» PAGE EXTRACT
Payroll May Be Costing Your Business Big Time

No matter what type of business you own, whether it’s a marketing agency, contracting company or tech startup, there’s one common challenge that everyone faces: payroll. Many business owners decide to handle this process on their own, which can be a money-saving tactic, but if not properly handled it can procure harsh consequences. If you decide to operate this process internally, it’s crucial to have an organized system in place. By doing so you can protect your company from IRS penalties and ensure your employees are paid on time. Whichever you decide, handling payroll internally or outsourcing the process, there are several things to keep in mind in.

Know your state’s employment laws. One of the biggest mistakes business owners can make is not being familiar with the employment laws for the states in which they operate. Following these laws are important and violating them can result in thousands of dollars in fines – which can be detrimental to most small businesses. Each state is different and knowing the specific nuances to each state can save you headaches and lots of money in the long run.

Pay early and often. You should always try to make a federal tax deposit for payroll taxes each time they are issued. This way, the money that must go toward the payroll taxes is applied correctly. There are no penalties with the IRS for depositing your payroll taxes too frequently, however there are large penalties for depositing late. Also, if payroll taxes are paid when employees are paid then you won’t be tempted to use that money for other business expenses.

PREMIUM CONENT: 2014 Contractor Payrolling and IC Evaluation & Compliance Landscape

Keep a running profit and loss statement. Having an accurate and up-to-date profit and loss statement will provide a good idea of the business’ monthly profit. This can be very important in accounting for any current taxes the business owes and can also bring the owner’s attention to expenses that may be unnecessary.

» INFORMATION SUPPLIED
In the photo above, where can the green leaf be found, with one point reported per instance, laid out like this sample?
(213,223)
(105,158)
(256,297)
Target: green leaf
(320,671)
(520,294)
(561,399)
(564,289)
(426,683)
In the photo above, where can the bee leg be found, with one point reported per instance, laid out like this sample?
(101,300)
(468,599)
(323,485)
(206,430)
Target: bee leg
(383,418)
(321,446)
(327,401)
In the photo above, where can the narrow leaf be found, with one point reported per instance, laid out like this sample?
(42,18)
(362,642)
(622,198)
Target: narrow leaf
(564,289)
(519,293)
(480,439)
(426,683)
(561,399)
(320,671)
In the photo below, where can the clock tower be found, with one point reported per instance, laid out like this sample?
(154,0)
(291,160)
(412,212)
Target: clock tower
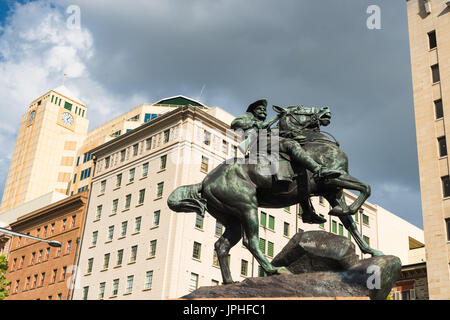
(50,132)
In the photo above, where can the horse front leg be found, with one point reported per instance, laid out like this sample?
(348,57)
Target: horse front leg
(346,181)
(351,226)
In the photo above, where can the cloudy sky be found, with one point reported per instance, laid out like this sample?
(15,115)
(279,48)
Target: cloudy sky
(289,51)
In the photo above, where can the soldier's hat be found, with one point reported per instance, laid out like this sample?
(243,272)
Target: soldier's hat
(256,104)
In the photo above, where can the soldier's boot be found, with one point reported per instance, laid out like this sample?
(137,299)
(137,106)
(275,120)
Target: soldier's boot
(320,172)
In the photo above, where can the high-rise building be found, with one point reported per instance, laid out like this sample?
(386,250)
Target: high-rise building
(36,270)
(50,133)
(429,25)
(135,247)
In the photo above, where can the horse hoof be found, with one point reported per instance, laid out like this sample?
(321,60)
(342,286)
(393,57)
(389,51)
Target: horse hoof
(339,212)
(283,270)
(313,219)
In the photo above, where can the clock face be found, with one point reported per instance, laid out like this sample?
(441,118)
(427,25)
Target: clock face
(67,118)
(32,115)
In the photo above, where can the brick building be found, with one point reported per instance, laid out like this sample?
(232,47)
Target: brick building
(36,270)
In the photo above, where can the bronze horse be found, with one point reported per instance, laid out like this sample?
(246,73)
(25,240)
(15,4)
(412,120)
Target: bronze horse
(233,191)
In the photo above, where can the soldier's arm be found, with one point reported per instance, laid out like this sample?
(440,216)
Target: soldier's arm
(243,122)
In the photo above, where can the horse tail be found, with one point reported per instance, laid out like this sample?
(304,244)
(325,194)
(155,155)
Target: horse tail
(187,199)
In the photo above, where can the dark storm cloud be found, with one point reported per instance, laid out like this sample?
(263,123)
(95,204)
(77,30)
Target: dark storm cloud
(290,52)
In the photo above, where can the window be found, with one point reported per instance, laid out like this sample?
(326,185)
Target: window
(89,266)
(334,227)
(101,290)
(204,164)
(262,245)
(207,138)
(148,279)
(69,246)
(131,175)
(163,162)
(196,250)
(219,229)
(160,189)
(85,292)
(118,180)
(130,280)
(286,229)
(55,273)
(442,146)
(244,267)
(67,106)
(94,238)
(124,228)
(106,261)
(193,283)
(152,248)
(110,233)
(145,170)
(103,186)
(98,213)
(114,206)
(166,135)
(432,39)
(447,222)
(435,73)
(115,287)
(263,219)
(119,257)
(224,147)
(199,221)
(446,186)
(365,219)
(34,281)
(127,201)
(148,144)
(322,225)
(271,222)
(215,259)
(141,196)
(133,254)
(270,247)
(137,224)
(438,108)
(156,217)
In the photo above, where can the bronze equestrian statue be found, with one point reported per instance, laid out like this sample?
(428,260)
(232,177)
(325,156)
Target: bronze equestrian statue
(233,191)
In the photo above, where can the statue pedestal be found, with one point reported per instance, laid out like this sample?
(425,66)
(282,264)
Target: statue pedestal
(322,265)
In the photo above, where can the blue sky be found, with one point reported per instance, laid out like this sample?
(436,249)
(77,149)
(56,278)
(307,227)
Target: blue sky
(290,52)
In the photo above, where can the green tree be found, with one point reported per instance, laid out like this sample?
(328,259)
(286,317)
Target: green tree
(3,282)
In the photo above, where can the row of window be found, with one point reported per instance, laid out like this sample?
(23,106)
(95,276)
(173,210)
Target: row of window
(120,256)
(207,139)
(41,256)
(124,228)
(148,280)
(127,204)
(48,230)
(38,280)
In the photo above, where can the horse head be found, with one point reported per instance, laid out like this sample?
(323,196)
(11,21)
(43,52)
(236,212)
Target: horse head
(299,117)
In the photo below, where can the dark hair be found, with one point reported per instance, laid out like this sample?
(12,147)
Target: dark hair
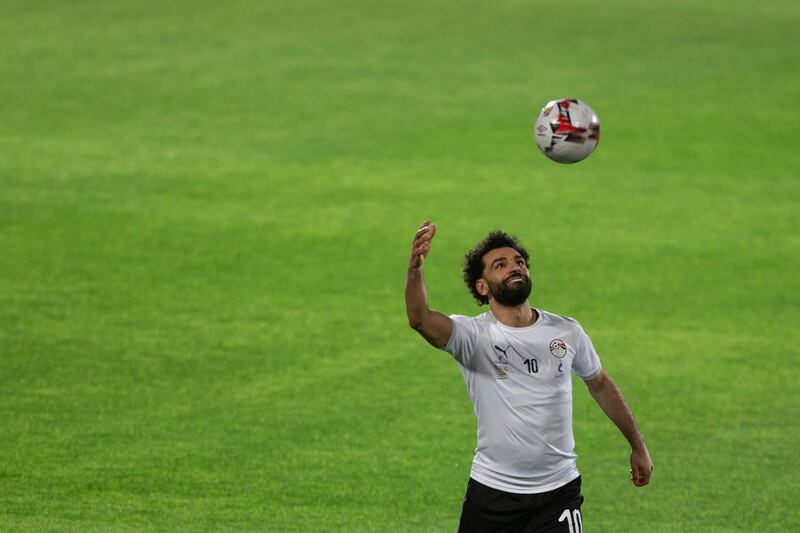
(473,261)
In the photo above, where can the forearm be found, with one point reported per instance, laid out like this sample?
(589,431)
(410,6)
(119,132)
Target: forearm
(609,397)
(416,297)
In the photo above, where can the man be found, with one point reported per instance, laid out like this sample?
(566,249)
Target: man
(516,362)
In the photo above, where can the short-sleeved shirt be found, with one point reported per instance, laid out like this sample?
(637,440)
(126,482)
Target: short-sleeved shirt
(518,380)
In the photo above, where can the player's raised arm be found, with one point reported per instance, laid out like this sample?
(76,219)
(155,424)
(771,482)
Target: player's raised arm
(435,327)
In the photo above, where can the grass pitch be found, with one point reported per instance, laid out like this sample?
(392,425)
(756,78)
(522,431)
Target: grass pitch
(205,215)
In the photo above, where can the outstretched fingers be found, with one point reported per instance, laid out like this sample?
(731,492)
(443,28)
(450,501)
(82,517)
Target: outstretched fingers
(422,242)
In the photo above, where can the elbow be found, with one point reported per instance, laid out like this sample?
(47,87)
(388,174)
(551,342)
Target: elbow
(414,323)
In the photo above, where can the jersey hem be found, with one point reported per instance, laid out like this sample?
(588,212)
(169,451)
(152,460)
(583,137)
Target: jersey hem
(573,474)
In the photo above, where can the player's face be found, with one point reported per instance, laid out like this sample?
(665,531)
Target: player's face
(506,276)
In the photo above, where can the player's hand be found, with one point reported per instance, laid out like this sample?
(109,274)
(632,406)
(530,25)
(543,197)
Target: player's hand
(641,467)
(422,244)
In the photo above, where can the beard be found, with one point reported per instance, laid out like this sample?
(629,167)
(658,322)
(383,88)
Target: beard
(511,293)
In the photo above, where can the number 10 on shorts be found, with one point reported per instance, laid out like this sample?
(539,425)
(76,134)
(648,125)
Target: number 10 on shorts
(573,518)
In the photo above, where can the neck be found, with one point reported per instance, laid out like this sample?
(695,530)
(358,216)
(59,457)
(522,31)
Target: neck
(518,316)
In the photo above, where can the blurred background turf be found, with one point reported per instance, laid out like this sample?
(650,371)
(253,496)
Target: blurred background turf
(205,216)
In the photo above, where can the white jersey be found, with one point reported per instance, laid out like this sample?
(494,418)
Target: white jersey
(519,382)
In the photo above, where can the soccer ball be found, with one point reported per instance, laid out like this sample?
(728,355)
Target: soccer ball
(567,130)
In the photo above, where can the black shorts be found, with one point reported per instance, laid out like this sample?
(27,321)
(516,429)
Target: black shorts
(488,510)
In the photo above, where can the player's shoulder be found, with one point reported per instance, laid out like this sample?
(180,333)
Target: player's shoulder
(481,321)
(561,321)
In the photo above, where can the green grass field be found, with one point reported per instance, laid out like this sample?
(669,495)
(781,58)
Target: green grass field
(205,215)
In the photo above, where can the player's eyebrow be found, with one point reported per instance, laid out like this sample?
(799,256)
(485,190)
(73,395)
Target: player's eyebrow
(518,256)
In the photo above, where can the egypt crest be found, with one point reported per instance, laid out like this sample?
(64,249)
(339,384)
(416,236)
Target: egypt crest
(558,348)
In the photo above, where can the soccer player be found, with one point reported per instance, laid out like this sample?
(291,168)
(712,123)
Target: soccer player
(516,361)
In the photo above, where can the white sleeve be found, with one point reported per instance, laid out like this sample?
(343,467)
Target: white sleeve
(586,363)
(461,344)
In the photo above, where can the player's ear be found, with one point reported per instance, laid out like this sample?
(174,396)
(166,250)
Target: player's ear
(481,287)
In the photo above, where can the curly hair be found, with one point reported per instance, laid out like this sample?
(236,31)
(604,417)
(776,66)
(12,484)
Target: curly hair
(473,260)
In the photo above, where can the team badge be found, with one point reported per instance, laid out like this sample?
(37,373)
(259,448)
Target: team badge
(558,348)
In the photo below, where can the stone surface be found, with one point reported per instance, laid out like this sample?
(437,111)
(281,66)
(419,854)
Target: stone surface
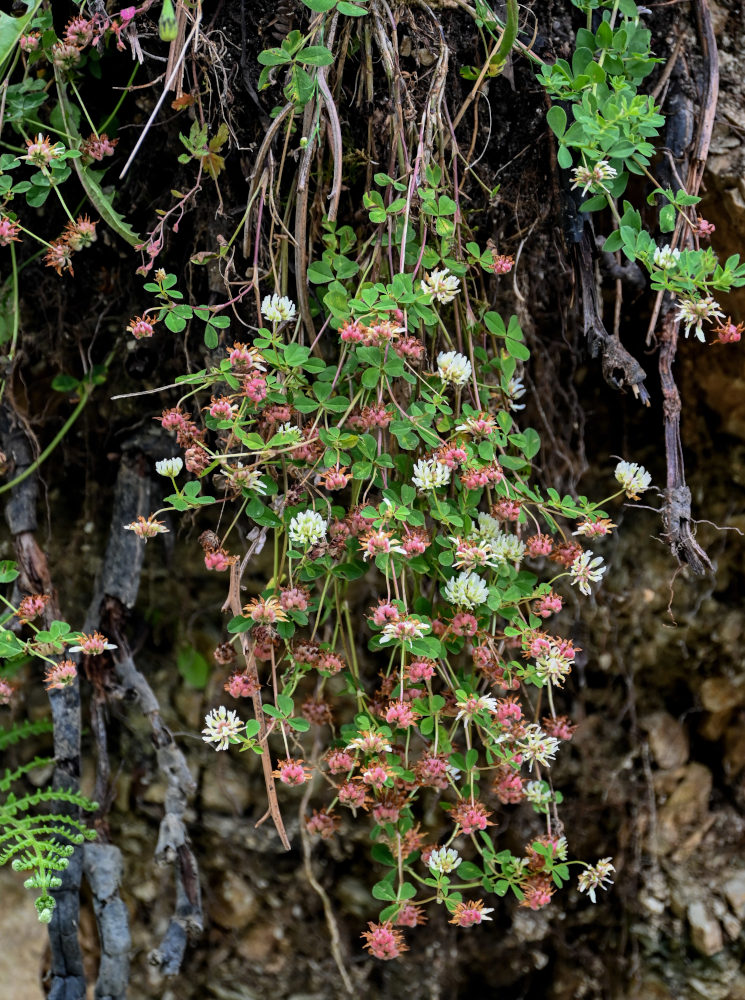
(668,740)
(706,934)
(688,804)
(23,939)
(234,904)
(720,693)
(734,892)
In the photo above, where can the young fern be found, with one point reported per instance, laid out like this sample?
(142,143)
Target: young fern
(31,838)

» REQUIRED TASKS
[1] Answer these questions from the payroll article, one line each:
(a) What can violating a state's employment laws result in?
(b) Does the IRS penalize depositing payroll taxes too frequently?
(c) Besides monthly profit, what can an up-to-date profit and loss statement bring to the owner's attention?
[2] Why does the payroll article recommend making a federal tax deposit for payroll taxes each time they are issued? Answer in one to three sentences.
[3] Continue the article on payroll mistakes from where it stops.

» RESULTS OF THE TASKS
[1]
(a) Thousands of dollars in fines.
(b) No. The penalties are for depositing late, not too frequently.
(c) Expenses that may be unnecessary.

[2] Depositing each time makes sure the money owed for payroll taxes is applied correctly, and the IRS has no penalty for depositing too often but large penalties for depositing late. Paying the taxes when employees are paid also removes the temptation to spend that money on other business expenses.

[3]
Outsourcing the process. If you decide payroll isn’t something you want to risk handling on your own, that’s perfectly normal. It’s a complex process that most business owners do not have the time to become experts on – that’s why there are companies specifically specialized in payroll processing. There are a few signs that will indicate it’s time to outsource: other processes are slowing down, no clear understanding of employee compliance, too many mistakes are being made, and losing sight of core competencies. If your business is falling short in any of these categories, it’s probably time to consider outsourcing.

When choosing payroll software for your company, make sure you ask the right questions.

  • How long have you been in business?
  • How will you handle my business as my company grows?
  • What are your fees and contract policies? Do you have other clients in my industry?
  • How important will my business be to your company?
  • Can you integrate with my employee benefits offerings?
  • How can I monitor and track all of my payroll transactions with you?

By doing this, you can potentially save money and time in the long run, reduce your chance of error and allow yourself more time to focus on the core competencies of your business.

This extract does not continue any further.